» **INPUT DATA**:
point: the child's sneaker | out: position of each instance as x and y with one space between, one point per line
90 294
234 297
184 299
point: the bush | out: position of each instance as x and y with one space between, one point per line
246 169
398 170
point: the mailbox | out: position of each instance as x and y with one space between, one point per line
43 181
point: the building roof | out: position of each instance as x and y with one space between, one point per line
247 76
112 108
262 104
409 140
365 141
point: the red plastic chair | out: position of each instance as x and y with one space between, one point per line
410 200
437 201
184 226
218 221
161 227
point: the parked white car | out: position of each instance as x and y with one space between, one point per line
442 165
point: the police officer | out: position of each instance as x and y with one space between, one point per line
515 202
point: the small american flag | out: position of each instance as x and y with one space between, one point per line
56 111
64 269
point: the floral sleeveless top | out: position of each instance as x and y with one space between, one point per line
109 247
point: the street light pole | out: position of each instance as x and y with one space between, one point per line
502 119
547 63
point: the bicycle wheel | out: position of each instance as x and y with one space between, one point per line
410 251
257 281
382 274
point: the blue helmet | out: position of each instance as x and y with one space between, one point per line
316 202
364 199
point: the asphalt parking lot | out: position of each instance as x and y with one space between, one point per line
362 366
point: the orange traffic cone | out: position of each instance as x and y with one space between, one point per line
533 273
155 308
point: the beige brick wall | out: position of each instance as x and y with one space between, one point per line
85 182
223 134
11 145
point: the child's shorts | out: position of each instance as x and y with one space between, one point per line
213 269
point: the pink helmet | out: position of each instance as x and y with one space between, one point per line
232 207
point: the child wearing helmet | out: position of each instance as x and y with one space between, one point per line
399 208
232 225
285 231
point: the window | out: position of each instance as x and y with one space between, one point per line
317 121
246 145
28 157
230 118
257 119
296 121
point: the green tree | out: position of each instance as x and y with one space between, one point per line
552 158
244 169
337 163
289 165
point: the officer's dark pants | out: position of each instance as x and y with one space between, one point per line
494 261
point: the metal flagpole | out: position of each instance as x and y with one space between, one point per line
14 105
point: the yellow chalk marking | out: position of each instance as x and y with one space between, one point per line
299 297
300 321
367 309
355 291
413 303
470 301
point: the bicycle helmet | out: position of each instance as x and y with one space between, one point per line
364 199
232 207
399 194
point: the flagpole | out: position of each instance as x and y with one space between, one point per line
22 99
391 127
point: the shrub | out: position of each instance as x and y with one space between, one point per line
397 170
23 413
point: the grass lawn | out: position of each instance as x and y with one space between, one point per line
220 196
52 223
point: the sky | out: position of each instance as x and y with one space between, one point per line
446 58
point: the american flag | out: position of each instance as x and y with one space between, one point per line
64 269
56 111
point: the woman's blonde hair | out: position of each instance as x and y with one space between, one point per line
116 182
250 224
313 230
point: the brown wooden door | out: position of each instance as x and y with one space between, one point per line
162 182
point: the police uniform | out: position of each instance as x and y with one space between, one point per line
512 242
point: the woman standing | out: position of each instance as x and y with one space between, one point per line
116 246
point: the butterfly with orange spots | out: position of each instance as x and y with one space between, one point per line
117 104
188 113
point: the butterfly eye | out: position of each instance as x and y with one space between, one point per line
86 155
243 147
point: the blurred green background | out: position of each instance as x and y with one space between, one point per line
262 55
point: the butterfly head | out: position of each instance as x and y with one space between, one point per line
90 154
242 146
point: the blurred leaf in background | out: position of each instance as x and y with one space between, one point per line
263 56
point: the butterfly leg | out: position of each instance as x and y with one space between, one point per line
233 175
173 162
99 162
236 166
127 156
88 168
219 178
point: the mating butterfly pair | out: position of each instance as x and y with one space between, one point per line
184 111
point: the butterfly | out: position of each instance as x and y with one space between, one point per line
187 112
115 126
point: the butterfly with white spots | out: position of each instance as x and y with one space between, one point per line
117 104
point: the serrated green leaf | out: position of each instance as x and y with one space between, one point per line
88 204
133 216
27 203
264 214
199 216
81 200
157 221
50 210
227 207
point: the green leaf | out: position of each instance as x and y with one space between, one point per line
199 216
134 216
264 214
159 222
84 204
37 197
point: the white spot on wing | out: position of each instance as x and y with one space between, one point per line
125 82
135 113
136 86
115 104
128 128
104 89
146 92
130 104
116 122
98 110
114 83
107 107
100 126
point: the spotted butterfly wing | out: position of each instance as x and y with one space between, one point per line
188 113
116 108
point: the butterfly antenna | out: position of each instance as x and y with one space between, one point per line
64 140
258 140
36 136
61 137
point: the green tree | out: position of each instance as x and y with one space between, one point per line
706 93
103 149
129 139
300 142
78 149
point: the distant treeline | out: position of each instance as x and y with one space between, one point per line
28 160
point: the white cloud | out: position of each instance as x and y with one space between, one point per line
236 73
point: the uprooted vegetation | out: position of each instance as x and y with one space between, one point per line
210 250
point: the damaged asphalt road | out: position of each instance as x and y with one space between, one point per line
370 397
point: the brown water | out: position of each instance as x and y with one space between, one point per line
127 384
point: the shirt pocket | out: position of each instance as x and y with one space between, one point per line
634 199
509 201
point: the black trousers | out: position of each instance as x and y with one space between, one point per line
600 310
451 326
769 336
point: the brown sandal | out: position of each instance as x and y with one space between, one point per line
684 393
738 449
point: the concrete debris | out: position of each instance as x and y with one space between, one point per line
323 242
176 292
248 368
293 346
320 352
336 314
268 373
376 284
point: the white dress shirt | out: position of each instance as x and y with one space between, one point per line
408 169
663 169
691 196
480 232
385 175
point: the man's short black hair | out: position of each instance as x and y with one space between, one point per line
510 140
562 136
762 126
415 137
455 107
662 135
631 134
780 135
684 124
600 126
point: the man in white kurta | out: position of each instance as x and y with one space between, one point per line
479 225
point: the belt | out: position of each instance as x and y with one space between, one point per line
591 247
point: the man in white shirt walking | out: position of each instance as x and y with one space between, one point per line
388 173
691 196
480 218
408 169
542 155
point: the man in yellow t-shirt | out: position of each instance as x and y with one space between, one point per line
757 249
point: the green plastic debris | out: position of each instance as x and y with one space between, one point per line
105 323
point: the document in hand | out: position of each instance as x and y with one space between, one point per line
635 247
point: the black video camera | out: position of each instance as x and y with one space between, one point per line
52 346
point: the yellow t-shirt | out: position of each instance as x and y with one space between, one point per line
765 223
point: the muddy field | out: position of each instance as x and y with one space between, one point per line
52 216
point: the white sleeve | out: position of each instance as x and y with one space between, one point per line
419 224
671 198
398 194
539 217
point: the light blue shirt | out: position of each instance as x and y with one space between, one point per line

» **PROMPT**:
The material above must be returned word for word, complete.

» **WORKED SOLUTION**:
point: the child's sneaker | out: position of each instance as x and y with one space between, one point per line
90 294
234 297
184 299
point: the bush | out: position of each instance as x and y with one space between, one point per line
246 169
398 170
point: the mailbox | out: position of each instance as x and y with one space between, one point per line
43 181
point: the building roof | out: position of each instance as x and y with one space between, one point per line
247 76
112 108
262 104
409 140
365 141
point: the red plastic chair | out: position of each instance as x and y with one space between, one point per line
410 200
437 201
184 226
218 221
161 227
point: the parked white car | out: position of each instance as x and y with one space between, one point per line
442 165
point: the police officer | out: position of each instance as x and y with one space between, one point per line
515 202
point: the small american flag | out: position of each instance as x and y with one space between, one point per line
56 111
64 269
point: the floral sleeveless top | out: position of each instance as x and y with one space between, one point per line
109 247
point: the street light pole | out: position of each instance as x and y with one space between, one point per line
502 119
547 63
point: the bicycle wheel | out: position of each instance as x and y with one space between, one point per line
410 251
257 281
382 274
point: the blue helmet | out: position of each instance as x and y with one space between, one point per line
316 202
364 199
point: the asphalt parking lot | out: position of each instance as x and y with one space between, one point per line
362 366
point: the orange traffic cone | out: position of each instance as x and y with one space between, one point per line
533 273
155 308
point: the beige brick wall | out: position of each instance as x and y with one space between, one point per line
85 182
223 134
11 145
point: the child's shorts | out: position of each instance as x and y with one space between, one point per line
213 269
point: the pink helmet | out: position of each instance as x and y with one space between, one point per line
232 207
point: the child wearing helmet | out: position of each instance as x and y with one space between, one point per line
399 208
232 225
285 231
point: the window | out: position of each instance as x and y with one space between, one point per line
317 121
246 145
28 157
230 118
257 119
296 121
point: the green tree | out: position of each instance as x and y with one space between, one point per line
552 158
244 169
337 163
289 165
point: the officer's dark pants | out: position of each instance as x and y with one space between, one point per line
494 261
point: the metal flagpole | out: position of each instance as x and y with one space between, one point per line
14 105
point: the yellow chalk marking | out: position of each instance as x and y with one space between, one point per line
299 297
300 321
367 309
355 291
413 303
470 301
point: the bicycle helmet | out: position of each instance as x and y with one space between, one point per line
364 199
232 207
399 194
point: the flagpole | out: position of each instance as x and y with one space between, one point per line
22 99
391 127
point: the shrub | out: position of each instance as x and y with one space between, one point per line
397 170
23 413
point: the grass lawn | out: position of each instance as x and y with one space between, one point per line
220 196
52 223
point: the sky | out: position of each instance as x and y with one space between, one point per line
446 58
point: the american flag | out: position of each instance as x and y with one space between, one point per line
64 269
56 111
point: the woman's blonde hair | out: position of each instance as x and y with one space between, one point per line
116 182
250 224
313 230
point: the brown wooden door | out: position of each instance as x and y with one space between, one point per line
162 182
point: the police uniform | out: position of each instance as x and y with one space between, one point per line
512 242
point: the woman standing | out: position of each instance as x and y with one space between, one point per line
116 246
point: the butterfly with orange spots | out: position of each instance as x and y with one space between, one point per line
117 104
188 113
point: the butterfly eye | out: position of each instance as x and y with one space between, one point per line
86 155
243 147
point: the blurred green background | out: position of each instance as x and y with one space between, one point per line
262 55
point: the butterfly head | out: position of each instance as x and y with one space between, one point per line
90 154
242 146
point: the blurred leaf in background | out: position of each instance as x and y with one space between, one point per line
263 56
point: the butterfly leg | out: position of each instance as x and y with one space between, one point per line
233 175
173 162
99 162
236 166
127 156
88 168
219 178
point: the mating butterfly pair | out: position of each instance as x and y with one space between, one point per line
184 111
point: the butterfly | out: position of each instance as x and y with one space between, one point per line
187 112
115 126
point: the butterfly with white spots | out: position of each instance as x and y with one space between, one point per line
117 104
point: the serrated green leaf | out: position of each instance as x and y with one space between, one point per line
88 204
133 216
27 203
264 214
199 216
81 200
157 221
50 210
227 207
point: the green leaf | out: position of each instance as x and y with one space between, one point per line
199 216
134 216
264 214
159 222
84 204
37 197
point: the white spot on wing | out: position of each instance as x and y with one space between, one point per line
125 82
135 113
136 86
115 104
128 128
104 89
146 92
130 104
116 122
98 110
114 83
107 107
100 126
point: the spotted butterfly wing | out: position of each instance as x and y with one space between, one point per line
188 113
116 108
point: the butterfly antenna | out: position of each instance as x and y with one space between, one point per line
64 140
258 140
36 136
61 137
point: the green tree | out: position of each instance as x and y with one space between, one point per line
706 93
103 149
129 139
300 142
78 149
point: the distant treeline | out: position of each instance as x and y with one space between, one point per line
28 160
point: the white cloud | out: position of each instance as x and y with one space between, one point per line
236 73
point: the uprooted vegetation | out: position of each instance as x and y with one space between, one point per line
210 250
point: the damaged asphalt road | out: position of each instance as x and y with one space between, one point per line
370 397
point: the brown water | out: position of each instance as x and y with one space between, one point per line
127 384
point: the shirt pocket | out: position of each instance as x and y with one space between, one point per line
634 199
509 201
point: the black trousers | out: position of each instance as x and y with one space between, one point per line
600 310
451 326
769 336
point: the brown sandal | out: position of each instance as x and y with one space between, one point per line
684 393
738 449
point: the concrete debris | out: position of each instance as x and y with one space between, one point per line
323 242
176 292
248 368
293 346
320 352
336 314
268 373
376 284
point: the white dress shirt | out: position of each instance as x and y with one space between, one point per line
408 169
663 169
691 196
480 232
385 175
point: the man's short black hair | out: position of each instance as x and y with one space between, one point per line
510 140
562 136
762 126
415 137
455 107
662 135
631 134
780 135
684 124
600 126
point: the man in white kurta | out: position of each instance as x and y with one space between, one point per line
479 225
point: the belt | out: position of each instance as x and y with one space between, one point per line
591 247
point: the man in white shirt walking | out: position of each instance as x and y with one space between, one point per line
388 173
691 196
480 218
408 169
542 155
point: the man in yellow t-shirt | out: position of each instance as x and y with one space between, one point per line
757 249
point: the green plastic debris | out: position of each instance as x and y with one space between, one point per line
105 323
point: the document in hand | out: position of each instance as x and y with one space between, one point per line
635 247
point: the black video camera | out: position of each instance as x and y with one space between, one point per line
52 346
point: the yellow t-shirt | out: position of each instance as x and y with one space between, one point per line
765 223
point: the muddy field | out: position of each instance as x and y with one space between, one point per line
52 216
point: the white sleeve | out: position of each instance as x and y with one space between, one point per line
419 224
671 198
398 194
539 217
point: the light blue shirt | out: position of each instance as x and y with one space between, one point per line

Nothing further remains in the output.